(Entries from an annotation dataset)

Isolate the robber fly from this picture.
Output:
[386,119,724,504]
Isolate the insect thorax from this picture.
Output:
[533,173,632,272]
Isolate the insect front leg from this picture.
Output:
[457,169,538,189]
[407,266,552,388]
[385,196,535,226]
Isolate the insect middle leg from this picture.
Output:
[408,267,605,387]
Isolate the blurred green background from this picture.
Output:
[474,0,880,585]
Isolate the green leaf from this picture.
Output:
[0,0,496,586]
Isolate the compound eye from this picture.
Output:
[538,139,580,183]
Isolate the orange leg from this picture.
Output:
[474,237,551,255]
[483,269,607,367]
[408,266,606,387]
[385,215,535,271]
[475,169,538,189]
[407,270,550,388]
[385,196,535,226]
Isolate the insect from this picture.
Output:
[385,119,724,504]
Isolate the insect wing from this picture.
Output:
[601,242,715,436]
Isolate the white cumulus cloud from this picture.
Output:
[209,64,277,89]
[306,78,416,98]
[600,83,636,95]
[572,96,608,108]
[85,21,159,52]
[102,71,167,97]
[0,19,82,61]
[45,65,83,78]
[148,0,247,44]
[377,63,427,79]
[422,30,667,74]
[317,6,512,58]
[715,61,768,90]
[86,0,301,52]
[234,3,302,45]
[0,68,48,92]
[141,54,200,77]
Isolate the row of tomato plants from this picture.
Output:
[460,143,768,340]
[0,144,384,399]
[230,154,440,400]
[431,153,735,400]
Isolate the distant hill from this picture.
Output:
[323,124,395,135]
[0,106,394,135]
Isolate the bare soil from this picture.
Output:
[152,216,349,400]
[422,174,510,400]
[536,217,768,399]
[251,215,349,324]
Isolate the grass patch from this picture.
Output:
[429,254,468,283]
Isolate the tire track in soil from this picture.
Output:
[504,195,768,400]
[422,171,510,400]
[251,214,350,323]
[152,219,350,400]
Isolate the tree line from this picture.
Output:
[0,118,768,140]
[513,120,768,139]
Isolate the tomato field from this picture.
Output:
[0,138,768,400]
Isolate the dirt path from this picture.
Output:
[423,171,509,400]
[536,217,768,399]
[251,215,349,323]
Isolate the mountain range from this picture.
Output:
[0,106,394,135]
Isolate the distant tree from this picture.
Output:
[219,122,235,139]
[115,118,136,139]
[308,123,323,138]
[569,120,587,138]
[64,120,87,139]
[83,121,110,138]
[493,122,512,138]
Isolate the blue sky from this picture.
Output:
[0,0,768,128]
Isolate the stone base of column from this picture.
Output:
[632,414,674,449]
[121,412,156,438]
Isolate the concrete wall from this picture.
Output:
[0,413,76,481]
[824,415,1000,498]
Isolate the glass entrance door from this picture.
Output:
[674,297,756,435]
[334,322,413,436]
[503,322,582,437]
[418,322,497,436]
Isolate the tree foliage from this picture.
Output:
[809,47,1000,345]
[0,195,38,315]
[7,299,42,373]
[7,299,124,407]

» What is required: Print verbatim every line of the records from the line containing "Isolate the insect wing from this picture." through the line containing "[251,215,349,323]", with both of those lines included.

» Exercise solution:
Isolate the insect wing from this picture.
Output:
[601,242,715,436]
Isolate the white cumulus cloud from this picture.
Output:
[209,64,277,89]
[306,78,416,98]
[600,83,636,95]
[572,96,608,108]
[85,21,159,52]
[102,71,167,97]
[0,19,82,61]
[45,65,83,78]
[148,0,247,44]
[377,63,427,79]
[422,30,667,74]
[317,6,512,58]
[715,61,768,90]
[86,0,301,52]
[234,3,302,45]
[0,68,48,92]
[141,54,200,77]
Isolate the row of tomato plants from this picture.
Output:
[460,143,768,340]
[0,144,384,399]
[230,154,440,400]
[431,153,735,400]
Isolate the distant hill from this picture.
Output:
[323,124,395,135]
[0,106,394,135]
Isolate the bare soil from this picture.
Output:
[152,216,349,400]
[422,174,510,400]
[536,217,768,399]
[251,215,349,324]
Isolate the grass patch from this picture.
Output:
[429,254,468,283]
Isolate the tire track in soil from this picture.
Output:
[504,195,768,400]
[422,171,510,400]
[251,214,350,323]
[152,219,350,400]
Isolate the tree line from this picture.
Output:
[0,118,768,140]
[513,120,768,139]
Isolate the tomato field from this picture.
Output:
[0,138,768,400]
Isolate the dirt path from this picture.
Output:
[423,171,509,400]
[536,217,768,399]
[251,215,349,323]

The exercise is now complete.